======== Provided entries
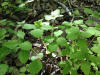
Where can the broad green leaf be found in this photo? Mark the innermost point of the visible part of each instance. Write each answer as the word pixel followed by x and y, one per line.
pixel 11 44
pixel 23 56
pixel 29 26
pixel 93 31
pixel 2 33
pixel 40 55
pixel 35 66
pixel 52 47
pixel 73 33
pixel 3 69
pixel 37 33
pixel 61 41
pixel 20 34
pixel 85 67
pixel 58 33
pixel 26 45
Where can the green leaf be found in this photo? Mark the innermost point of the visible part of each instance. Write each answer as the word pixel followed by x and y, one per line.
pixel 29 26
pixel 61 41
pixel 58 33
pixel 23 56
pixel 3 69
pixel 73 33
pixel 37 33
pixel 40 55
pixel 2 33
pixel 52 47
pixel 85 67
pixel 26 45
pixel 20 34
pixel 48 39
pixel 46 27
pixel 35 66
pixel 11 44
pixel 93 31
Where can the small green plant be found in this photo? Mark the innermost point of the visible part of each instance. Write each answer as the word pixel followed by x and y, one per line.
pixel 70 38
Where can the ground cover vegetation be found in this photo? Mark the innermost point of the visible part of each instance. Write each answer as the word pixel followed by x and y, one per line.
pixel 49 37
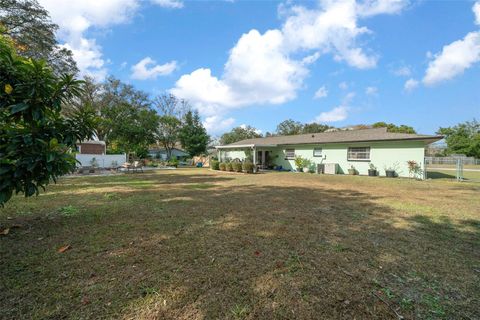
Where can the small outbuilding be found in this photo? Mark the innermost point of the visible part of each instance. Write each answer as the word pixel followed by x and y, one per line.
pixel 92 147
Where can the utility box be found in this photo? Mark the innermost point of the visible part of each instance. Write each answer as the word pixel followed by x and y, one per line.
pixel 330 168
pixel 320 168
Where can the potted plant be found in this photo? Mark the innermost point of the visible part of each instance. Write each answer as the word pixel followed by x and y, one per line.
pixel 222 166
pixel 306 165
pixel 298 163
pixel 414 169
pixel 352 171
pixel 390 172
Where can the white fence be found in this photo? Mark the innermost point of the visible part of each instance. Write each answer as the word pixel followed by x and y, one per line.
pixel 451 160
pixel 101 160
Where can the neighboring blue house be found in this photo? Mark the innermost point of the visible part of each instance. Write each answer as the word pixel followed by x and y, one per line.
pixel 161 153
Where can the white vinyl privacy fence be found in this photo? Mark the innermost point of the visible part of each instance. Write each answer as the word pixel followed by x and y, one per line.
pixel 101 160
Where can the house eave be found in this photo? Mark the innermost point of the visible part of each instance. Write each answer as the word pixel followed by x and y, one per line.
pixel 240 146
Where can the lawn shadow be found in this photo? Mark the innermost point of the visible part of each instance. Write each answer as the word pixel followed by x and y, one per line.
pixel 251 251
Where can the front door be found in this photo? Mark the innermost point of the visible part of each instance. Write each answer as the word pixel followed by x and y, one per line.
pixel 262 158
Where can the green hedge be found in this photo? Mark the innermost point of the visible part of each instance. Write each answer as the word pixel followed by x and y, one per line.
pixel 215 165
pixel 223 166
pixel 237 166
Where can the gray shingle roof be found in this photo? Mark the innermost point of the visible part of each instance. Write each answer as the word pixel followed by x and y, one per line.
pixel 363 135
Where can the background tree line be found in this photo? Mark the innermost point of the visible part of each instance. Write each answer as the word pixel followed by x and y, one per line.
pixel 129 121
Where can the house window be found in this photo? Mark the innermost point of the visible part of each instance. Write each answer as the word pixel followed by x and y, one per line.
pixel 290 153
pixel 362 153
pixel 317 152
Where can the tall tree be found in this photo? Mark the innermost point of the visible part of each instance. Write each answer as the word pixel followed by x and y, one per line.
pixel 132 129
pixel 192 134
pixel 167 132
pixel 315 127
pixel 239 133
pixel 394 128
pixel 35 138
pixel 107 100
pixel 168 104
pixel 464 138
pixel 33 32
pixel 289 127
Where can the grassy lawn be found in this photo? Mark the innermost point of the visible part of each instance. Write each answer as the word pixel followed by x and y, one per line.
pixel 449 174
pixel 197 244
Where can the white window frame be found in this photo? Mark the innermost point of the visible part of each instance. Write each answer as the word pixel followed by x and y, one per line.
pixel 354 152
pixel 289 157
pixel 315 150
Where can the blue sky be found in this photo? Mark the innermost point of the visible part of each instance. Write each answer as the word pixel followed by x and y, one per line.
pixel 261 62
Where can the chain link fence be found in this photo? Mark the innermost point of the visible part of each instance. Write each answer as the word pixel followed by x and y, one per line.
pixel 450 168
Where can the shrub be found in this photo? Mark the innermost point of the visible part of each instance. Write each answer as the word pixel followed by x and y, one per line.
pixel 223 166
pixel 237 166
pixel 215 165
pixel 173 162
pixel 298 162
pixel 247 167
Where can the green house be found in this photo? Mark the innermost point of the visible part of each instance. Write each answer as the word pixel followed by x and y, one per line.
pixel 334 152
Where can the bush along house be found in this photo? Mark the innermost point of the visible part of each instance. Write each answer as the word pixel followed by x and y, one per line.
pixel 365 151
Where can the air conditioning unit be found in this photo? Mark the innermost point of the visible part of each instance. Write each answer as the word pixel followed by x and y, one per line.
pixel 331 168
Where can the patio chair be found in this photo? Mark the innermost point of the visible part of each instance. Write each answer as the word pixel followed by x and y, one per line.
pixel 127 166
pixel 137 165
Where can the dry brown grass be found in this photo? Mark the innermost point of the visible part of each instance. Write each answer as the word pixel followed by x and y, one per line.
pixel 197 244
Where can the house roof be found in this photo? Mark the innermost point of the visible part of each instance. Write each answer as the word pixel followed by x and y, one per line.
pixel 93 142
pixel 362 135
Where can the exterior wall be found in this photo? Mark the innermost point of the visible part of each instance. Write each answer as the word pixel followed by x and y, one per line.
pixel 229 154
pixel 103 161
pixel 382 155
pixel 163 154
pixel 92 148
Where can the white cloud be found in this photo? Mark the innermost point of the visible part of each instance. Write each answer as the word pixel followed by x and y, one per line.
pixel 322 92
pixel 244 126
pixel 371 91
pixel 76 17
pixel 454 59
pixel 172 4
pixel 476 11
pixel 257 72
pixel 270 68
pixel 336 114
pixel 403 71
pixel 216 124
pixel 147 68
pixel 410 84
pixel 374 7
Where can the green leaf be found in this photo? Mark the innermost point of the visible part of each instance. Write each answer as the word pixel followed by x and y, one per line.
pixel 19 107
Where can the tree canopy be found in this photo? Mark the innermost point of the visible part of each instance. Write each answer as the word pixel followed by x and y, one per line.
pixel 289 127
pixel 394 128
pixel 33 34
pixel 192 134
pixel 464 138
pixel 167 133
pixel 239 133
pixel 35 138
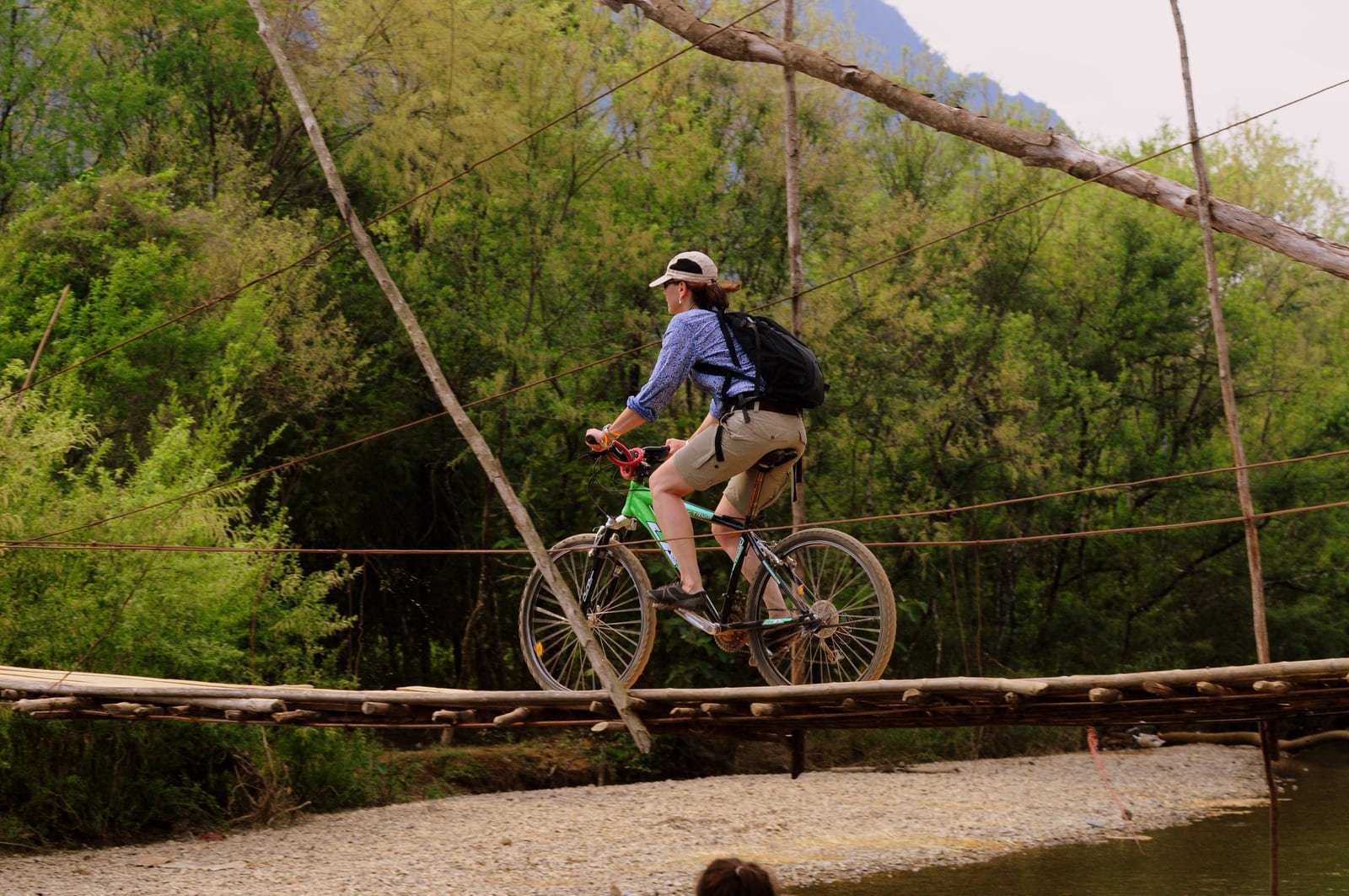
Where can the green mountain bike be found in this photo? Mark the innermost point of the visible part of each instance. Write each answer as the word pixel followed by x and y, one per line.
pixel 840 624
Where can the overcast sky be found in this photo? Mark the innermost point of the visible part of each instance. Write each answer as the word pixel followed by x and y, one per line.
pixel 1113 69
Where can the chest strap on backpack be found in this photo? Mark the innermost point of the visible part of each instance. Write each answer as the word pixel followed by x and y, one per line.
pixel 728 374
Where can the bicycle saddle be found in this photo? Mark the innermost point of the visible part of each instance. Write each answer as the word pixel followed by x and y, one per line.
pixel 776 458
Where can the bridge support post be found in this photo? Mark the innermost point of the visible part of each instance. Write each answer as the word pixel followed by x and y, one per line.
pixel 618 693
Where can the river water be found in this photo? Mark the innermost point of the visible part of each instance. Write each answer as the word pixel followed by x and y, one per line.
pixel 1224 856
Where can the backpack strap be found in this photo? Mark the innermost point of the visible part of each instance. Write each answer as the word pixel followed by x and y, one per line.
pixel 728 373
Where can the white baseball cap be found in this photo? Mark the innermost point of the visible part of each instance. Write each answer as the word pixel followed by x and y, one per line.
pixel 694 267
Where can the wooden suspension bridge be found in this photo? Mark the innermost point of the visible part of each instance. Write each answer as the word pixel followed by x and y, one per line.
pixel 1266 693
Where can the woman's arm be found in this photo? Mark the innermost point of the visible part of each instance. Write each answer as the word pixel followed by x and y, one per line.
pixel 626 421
================
**Directions for this task**
Rewrite the listing from the line containing "Where can the woman's" through the end, replacing "innermost" with "central" and leaving everything else unchanged. Return only those lines.

**Full output**
Where can the woman's arm be found in this photo? Mark the central point of the visible part of each instance. Write each answer as the word pixel followed by x and y, one per line.
pixel 626 421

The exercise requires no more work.